>> BEGIN Data provided
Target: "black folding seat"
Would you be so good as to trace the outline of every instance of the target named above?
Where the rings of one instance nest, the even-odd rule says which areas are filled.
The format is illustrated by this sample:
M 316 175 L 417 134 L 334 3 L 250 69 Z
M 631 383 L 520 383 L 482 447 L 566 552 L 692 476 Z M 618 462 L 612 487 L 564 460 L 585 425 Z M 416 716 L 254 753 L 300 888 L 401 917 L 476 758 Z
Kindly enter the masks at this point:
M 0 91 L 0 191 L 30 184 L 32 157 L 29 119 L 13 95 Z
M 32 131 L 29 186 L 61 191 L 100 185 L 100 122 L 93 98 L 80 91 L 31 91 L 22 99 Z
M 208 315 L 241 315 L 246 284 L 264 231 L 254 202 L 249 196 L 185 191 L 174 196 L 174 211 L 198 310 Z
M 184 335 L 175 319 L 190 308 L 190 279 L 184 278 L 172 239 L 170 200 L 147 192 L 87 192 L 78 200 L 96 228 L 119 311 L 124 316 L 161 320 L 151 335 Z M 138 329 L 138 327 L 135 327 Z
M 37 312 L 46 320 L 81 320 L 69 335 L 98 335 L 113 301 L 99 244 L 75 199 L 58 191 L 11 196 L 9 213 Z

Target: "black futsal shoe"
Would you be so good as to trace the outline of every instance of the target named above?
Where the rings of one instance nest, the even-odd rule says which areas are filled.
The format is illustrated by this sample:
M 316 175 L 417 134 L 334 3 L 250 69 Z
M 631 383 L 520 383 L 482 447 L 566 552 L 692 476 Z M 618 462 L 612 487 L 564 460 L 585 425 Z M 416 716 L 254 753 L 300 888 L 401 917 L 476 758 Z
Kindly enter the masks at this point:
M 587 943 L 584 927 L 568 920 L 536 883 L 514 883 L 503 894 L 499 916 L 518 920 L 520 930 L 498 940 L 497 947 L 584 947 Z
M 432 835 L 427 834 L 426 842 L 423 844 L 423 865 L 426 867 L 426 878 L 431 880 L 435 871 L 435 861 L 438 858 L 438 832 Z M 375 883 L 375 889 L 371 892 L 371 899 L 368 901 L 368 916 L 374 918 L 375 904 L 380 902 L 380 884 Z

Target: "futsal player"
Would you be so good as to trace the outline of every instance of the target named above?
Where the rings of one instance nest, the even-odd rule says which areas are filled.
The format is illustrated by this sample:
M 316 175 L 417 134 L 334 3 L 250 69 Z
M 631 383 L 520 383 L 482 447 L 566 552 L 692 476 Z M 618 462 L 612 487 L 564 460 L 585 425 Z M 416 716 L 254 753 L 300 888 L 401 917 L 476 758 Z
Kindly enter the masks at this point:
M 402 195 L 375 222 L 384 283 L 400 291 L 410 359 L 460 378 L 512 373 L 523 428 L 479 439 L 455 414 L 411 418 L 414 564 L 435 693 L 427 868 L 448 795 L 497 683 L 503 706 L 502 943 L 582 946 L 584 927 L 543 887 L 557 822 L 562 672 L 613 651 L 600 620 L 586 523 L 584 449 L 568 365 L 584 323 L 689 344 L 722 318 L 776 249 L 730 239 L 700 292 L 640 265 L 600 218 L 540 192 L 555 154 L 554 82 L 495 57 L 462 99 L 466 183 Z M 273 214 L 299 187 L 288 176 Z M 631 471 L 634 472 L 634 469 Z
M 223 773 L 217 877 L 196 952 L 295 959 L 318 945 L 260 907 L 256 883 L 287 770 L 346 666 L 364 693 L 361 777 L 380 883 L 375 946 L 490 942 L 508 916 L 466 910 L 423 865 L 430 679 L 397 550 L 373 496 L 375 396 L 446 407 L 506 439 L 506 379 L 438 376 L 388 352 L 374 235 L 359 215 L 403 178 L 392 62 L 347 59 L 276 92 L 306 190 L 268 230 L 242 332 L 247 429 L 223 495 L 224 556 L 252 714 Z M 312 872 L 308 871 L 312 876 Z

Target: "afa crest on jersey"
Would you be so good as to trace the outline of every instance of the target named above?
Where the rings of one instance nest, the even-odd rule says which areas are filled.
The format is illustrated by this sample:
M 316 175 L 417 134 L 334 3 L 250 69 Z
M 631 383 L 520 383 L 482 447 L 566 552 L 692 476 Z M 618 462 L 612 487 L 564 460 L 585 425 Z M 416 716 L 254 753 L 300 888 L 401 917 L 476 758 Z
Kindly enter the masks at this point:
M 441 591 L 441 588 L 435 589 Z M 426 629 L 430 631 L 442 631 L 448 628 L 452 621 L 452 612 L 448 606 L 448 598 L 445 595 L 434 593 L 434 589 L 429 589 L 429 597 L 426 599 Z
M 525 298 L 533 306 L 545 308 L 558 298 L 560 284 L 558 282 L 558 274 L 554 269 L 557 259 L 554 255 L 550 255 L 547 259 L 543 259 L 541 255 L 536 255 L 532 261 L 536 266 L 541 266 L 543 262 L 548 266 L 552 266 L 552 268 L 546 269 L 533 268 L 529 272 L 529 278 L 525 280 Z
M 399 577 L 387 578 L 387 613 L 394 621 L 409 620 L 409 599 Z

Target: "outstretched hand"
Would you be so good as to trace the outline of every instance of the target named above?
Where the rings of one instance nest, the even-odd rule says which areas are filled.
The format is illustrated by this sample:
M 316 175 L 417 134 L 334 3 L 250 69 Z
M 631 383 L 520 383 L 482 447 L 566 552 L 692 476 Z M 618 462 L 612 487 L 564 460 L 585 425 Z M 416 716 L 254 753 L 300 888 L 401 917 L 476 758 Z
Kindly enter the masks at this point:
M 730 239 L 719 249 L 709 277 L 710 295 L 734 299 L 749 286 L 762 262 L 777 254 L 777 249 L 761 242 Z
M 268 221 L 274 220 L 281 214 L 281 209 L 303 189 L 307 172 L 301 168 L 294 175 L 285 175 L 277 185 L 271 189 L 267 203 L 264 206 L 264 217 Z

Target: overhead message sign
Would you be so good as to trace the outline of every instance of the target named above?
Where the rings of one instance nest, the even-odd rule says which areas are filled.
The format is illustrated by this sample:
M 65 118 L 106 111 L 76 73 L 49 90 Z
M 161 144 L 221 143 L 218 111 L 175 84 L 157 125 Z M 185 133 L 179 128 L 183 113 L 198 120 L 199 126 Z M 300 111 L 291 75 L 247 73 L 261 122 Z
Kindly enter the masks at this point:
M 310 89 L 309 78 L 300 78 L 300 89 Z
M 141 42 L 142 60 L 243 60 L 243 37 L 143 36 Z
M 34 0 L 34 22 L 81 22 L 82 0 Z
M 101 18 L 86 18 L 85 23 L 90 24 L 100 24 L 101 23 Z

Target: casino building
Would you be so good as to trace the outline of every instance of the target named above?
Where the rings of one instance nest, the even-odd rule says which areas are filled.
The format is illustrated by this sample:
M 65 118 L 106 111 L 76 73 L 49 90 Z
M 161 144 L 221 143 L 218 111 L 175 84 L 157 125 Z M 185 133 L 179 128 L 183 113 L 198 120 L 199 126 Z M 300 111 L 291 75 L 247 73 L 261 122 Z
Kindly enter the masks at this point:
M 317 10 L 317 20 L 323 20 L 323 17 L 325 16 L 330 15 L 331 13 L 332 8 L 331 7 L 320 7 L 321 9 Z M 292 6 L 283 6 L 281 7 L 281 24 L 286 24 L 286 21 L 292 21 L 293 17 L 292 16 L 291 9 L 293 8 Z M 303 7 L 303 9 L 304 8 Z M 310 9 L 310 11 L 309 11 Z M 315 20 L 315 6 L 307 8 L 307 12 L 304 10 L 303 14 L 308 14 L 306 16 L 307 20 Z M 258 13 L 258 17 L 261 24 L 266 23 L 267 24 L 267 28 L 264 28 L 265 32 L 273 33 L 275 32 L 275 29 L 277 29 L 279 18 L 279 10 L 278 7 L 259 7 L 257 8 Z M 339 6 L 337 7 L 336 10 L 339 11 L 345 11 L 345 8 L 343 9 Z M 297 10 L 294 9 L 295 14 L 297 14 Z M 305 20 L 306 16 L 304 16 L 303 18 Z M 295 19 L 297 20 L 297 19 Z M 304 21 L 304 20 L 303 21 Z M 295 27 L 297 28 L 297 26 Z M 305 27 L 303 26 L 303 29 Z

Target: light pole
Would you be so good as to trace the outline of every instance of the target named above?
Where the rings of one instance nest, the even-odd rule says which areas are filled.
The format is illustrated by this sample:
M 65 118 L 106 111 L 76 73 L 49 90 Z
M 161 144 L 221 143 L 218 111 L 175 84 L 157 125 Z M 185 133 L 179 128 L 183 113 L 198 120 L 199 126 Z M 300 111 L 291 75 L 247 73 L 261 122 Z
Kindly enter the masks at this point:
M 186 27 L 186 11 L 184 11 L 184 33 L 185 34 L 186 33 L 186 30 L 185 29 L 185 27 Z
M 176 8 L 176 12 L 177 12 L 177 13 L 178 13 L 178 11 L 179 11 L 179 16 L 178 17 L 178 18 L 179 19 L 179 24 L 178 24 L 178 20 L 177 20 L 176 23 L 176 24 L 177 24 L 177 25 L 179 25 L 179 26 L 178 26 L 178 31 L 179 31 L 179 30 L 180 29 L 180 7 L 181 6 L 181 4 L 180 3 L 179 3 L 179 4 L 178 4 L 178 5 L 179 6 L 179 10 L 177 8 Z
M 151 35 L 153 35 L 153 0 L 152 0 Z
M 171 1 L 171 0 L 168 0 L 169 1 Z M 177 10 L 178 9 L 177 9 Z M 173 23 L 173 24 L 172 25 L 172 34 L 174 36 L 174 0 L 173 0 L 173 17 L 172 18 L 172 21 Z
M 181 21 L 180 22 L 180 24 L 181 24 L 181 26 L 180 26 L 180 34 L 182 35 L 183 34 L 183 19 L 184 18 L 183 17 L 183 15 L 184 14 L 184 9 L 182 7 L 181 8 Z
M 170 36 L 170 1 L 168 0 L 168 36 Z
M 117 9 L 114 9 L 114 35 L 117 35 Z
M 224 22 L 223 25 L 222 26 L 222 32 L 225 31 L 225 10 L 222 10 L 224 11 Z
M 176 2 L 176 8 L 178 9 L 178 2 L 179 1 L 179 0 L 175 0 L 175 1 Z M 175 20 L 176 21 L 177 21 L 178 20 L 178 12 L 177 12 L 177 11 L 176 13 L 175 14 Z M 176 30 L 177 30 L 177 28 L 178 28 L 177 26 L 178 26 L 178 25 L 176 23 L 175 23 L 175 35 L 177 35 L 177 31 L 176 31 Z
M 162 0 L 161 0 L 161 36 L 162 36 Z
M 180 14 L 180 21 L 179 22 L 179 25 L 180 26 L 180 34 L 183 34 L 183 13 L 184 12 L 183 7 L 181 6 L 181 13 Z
>> END Data provided
[What to work on]: Return the records verbatim, starting at their first line and ending after the line that contains "M 432 835 L". Include that final line.

[Answer to this task]:
Target: "black folding seat"
Would you be so good as to trace the outline of every instance of the target named above?
Where the rings of one instance nest, the even-odd rule says which areas are filled.
The format is illustrated by this sample:
M 316 175 L 417 134 L 334 3 L 250 69 Z
M 631 383 L 520 383 L 482 447 L 566 552 L 692 476 Z M 618 462 L 612 487 L 564 460 L 585 425 Z M 416 716 L 254 753 L 300 888 L 401 917 L 476 758 Z
Kindly enter the masks at this point:
M 0 91 L 0 191 L 30 184 L 32 157 L 29 119 L 13 95 Z
M 32 131 L 29 186 L 61 191 L 100 185 L 100 122 L 93 98 L 80 91 L 31 91 L 22 99 Z
M 208 315 L 241 315 L 246 284 L 264 231 L 254 202 L 249 196 L 185 191 L 174 196 L 174 211 L 198 310 Z
M 184 335 L 175 319 L 190 308 L 190 279 L 184 278 L 172 239 L 170 200 L 147 192 L 87 192 L 78 200 L 96 228 L 119 311 L 124 316 L 161 320 L 151 335 Z M 138 329 L 138 327 L 135 327 Z
M 37 312 L 46 320 L 81 320 L 69 335 L 98 335 L 113 301 L 99 244 L 75 199 L 58 191 L 11 196 L 9 213 Z

Target: "black futsal shoe"
Would you be so good as to trace the outline of every instance of the target named above?
Where the rings of one instance nest, the even-odd rule says which areas are filled.
The format is illustrated by this sample:
M 316 175 L 417 134 L 334 3 L 250 69 Z
M 631 383 L 520 383 L 482 447 L 566 552 L 692 476 Z M 618 462 L 612 487 L 564 460 L 585 425 Z M 416 716 L 254 753 L 300 888 L 401 917 L 476 758 Z
Kindly enter the masks at this point:
M 587 943 L 584 927 L 568 920 L 536 883 L 514 883 L 503 894 L 499 916 L 518 920 L 520 930 L 498 940 L 497 947 L 584 947 Z
M 432 835 L 427 834 L 426 842 L 423 844 L 423 865 L 426 867 L 426 878 L 431 880 L 435 871 L 435 861 L 438 858 L 438 832 Z M 375 883 L 375 889 L 371 892 L 371 899 L 368 901 L 368 916 L 374 918 L 375 904 L 380 902 L 380 884 Z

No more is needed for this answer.